WRITTEN REQUEST: Reproduce every line of the material below verbatim, altering nothing.

▼

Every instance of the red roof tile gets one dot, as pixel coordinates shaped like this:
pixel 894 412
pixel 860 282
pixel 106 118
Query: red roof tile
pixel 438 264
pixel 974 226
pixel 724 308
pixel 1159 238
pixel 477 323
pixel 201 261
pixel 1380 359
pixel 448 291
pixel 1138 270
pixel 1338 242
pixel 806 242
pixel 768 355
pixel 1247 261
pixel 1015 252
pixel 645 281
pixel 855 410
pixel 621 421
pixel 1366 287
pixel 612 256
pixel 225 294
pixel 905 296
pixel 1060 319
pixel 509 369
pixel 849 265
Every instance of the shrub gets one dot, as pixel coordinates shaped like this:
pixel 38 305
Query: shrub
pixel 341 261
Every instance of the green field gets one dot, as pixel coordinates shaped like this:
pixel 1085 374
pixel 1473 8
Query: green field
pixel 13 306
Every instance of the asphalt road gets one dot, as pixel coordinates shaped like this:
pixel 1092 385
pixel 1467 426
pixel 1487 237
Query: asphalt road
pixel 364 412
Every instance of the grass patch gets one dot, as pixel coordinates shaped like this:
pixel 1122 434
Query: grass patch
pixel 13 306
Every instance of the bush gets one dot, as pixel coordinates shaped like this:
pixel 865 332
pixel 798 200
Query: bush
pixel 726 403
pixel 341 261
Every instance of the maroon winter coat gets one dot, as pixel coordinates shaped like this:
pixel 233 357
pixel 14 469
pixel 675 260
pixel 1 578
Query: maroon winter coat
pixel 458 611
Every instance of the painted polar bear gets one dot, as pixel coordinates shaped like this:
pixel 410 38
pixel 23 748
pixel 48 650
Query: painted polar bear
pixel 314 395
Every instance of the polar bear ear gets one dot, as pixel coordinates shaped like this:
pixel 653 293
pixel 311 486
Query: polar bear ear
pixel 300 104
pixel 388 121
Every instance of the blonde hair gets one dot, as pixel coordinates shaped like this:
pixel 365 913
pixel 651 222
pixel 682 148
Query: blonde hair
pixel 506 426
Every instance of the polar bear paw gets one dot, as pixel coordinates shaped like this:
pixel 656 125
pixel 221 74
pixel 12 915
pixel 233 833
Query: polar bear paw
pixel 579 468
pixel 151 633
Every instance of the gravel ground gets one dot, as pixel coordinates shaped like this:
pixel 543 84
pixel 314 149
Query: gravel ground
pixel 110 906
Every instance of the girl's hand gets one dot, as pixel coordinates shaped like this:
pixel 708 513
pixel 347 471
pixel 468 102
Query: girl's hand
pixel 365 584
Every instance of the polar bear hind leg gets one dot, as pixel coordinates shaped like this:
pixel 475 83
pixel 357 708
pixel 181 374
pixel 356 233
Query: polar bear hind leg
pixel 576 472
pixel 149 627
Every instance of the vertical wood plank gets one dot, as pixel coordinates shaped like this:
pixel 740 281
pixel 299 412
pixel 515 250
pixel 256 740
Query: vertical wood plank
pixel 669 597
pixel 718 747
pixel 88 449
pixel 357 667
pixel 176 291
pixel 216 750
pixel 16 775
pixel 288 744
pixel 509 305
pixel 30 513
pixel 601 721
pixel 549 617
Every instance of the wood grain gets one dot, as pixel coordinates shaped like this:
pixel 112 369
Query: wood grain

▲

FINISHED TASK:
Every instance of the red roof tile gets one dot, as pixel coordinates shaped like this:
pixel 894 412
pixel 860 282
pixel 106 118
Query: red roof tile
pixel 438 264
pixel 974 226
pixel 724 308
pixel 1159 238
pixel 477 323
pixel 201 261
pixel 1380 359
pixel 448 291
pixel 1138 270
pixel 1338 242
pixel 806 242
pixel 768 355
pixel 1247 261
pixel 1015 252
pixel 645 281
pixel 855 410
pixel 621 421
pixel 1366 287
pixel 612 256
pixel 225 294
pixel 905 296
pixel 1060 319
pixel 509 369
pixel 849 265
Every instance of the shrub gets one dot, as pixel coordinates shaped like this:
pixel 38 305
Query: shrub
pixel 341 261
Every instance of the green field gets one dot, as pixel coordinates shaped like this:
pixel 1085 374
pixel 1473 8
Query: green field
pixel 13 306
Every instance of the asphalt road gets one dot, as pixel coordinates shaped like this:
pixel 1092 385
pixel 1467 426
pixel 1487 237
Query: asphalt road
pixel 364 412
Every instance of the grass patch gets one dot, as pixel coordinates shaped like this:
pixel 1122 434
Query: grass patch
pixel 13 306
Every instance of the bush gets one dot, as pixel coordinates shaped like this:
pixel 865 332
pixel 798 200
Query: bush
pixel 726 403
pixel 341 261
Every instance of the maroon winter coat gets one dot, as pixel coordinates shaped like this:
pixel 233 357
pixel 14 469
pixel 675 260
pixel 1 578
Query: maroon winter coat
pixel 458 611
Every instance of the painted polar bear gets one dot, as pixel coordinates shaped like this:
pixel 410 38
pixel 23 748
pixel 48 650
Query: painted polar bear
pixel 314 395
Every instance of the polar bear ear gets one dot, as pixel coordinates shaped like this:
pixel 653 293
pixel 311 486
Query: polar bear ear
pixel 300 104
pixel 388 121
Every instance of the blonde hair gets one dot, as pixel coordinates shaped like this:
pixel 365 913
pixel 651 222
pixel 682 148
Query: blonde hair
pixel 506 426
Every instance of the polar bear paw gets one dot, as pixel coordinates shaped like this:
pixel 656 125
pixel 221 74
pixel 12 915
pixel 233 833
Query: polar bear paw
pixel 579 468
pixel 151 633
Every instance of the gravel ground gets one dot, as pixel coordinates shaped like this:
pixel 543 84
pixel 314 149
Query: gravel ground
pixel 110 906
Every instance of the girl's hand gets one dot, as pixel coordinates shaped like this:
pixel 708 513
pixel 347 471
pixel 468 102
Query: girl's hand
pixel 365 584
Every instance of the polar bear hind leg gets one dot, as pixel coordinates shaped like this:
pixel 475 83
pixel 357 708
pixel 181 374
pixel 356 233
Query: polar bear hind leg
pixel 576 472
pixel 149 627
Every instance of the vertical wood plank gets one dot, as pixel coordinates shaped like this:
pixel 740 281
pixel 299 412
pixel 515 250
pixel 256 740
Query: vertical wood plank
pixel 669 597
pixel 718 747
pixel 88 449
pixel 357 667
pixel 176 291
pixel 216 750
pixel 16 775
pixel 288 744
pixel 509 305
pixel 30 513
pixel 601 721
pixel 549 617
Every instance of the wood grain gets one dot, as pixel coordinates shaped like this:
pixel 112 369
Query: wood grain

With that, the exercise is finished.